# [Required task]
Write each line word for word, from the line that contains "of the office" through the last line of the material below.

# [Entries shown]
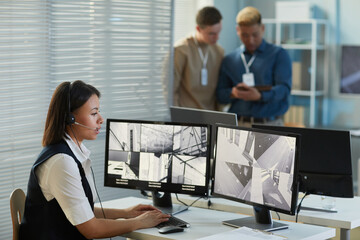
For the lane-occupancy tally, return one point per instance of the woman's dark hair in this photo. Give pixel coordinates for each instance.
(66, 99)
(208, 16)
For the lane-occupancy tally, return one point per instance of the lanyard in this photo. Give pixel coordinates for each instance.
(203, 58)
(247, 65)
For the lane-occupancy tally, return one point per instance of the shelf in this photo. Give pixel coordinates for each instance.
(302, 46)
(295, 21)
(307, 93)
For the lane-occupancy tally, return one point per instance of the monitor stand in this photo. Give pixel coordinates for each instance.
(261, 221)
(164, 203)
(318, 209)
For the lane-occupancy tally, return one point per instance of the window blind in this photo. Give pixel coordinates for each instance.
(118, 46)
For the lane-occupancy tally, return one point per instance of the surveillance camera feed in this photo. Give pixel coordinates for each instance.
(255, 167)
(157, 156)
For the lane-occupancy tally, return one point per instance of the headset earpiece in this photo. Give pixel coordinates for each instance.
(70, 118)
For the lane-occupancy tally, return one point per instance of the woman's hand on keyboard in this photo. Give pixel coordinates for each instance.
(151, 218)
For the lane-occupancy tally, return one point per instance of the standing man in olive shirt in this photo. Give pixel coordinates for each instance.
(197, 60)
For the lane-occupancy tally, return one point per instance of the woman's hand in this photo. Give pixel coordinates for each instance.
(151, 218)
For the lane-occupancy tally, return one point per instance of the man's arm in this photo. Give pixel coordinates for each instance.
(224, 87)
(282, 77)
(179, 68)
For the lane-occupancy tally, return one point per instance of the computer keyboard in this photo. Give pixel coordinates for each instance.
(174, 221)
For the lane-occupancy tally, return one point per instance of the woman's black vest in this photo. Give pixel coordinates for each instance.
(43, 219)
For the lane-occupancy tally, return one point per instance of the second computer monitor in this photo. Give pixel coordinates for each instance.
(257, 167)
(325, 160)
(193, 115)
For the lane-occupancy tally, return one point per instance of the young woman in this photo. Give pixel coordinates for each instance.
(61, 191)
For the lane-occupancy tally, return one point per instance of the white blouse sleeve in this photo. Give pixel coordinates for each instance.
(59, 178)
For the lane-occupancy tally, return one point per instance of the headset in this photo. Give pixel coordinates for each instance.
(70, 118)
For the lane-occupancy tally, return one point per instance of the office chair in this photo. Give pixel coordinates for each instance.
(17, 205)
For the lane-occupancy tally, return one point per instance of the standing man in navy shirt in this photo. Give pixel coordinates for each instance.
(256, 63)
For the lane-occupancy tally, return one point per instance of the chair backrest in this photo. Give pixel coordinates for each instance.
(17, 205)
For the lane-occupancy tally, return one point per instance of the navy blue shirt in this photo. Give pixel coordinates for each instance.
(272, 66)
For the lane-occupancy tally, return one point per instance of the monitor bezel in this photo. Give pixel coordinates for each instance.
(313, 182)
(153, 185)
(295, 184)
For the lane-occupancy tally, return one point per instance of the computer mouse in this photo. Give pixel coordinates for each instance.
(170, 229)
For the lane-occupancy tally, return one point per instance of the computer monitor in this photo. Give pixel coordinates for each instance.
(193, 115)
(325, 160)
(257, 167)
(162, 157)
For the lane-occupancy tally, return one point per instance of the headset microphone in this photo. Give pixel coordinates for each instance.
(76, 123)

# [Correct result]
For the lane-occupancy tally, return one point per instance of the office chair in this photo. Give pixel coordinates for each instance.
(17, 205)
For the lane-occupancy tally, return one point per instance of the standing man in navy shirt in this photo. Give pixel coordinates for each instance.
(256, 63)
For the lane-occupancy tally, return one point per instance of the chair backrest in this photo. Give pixel coordinates for each instance.
(17, 205)
For the lane-occupancy tally, return one point per instance of the navy blue shirt in this photo. Give pixel coordinates for each instance.
(272, 66)
For the lane-occupancy tally, return one point per instance of the monitor bezel in this photo. Give pixel coordinates for each instance.
(313, 182)
(153, 185)
(295, 184)
For the lane-occupancy tally, return one point per instance of the computer mouse in this photo. Give pixel coordinates for each instance.
(170, 229)
For the lane-occupancy tally, return one point per instance of the computer monitor in this photo. Give pixel coordinates for each instance.
(193, 115)
(325, 160)
(257, 167)
(162, 157)
For the lane-occupancy tally, return one point per instance of the headset microphone in this photo. Give pixel coordinates for each instance.
(76, 123)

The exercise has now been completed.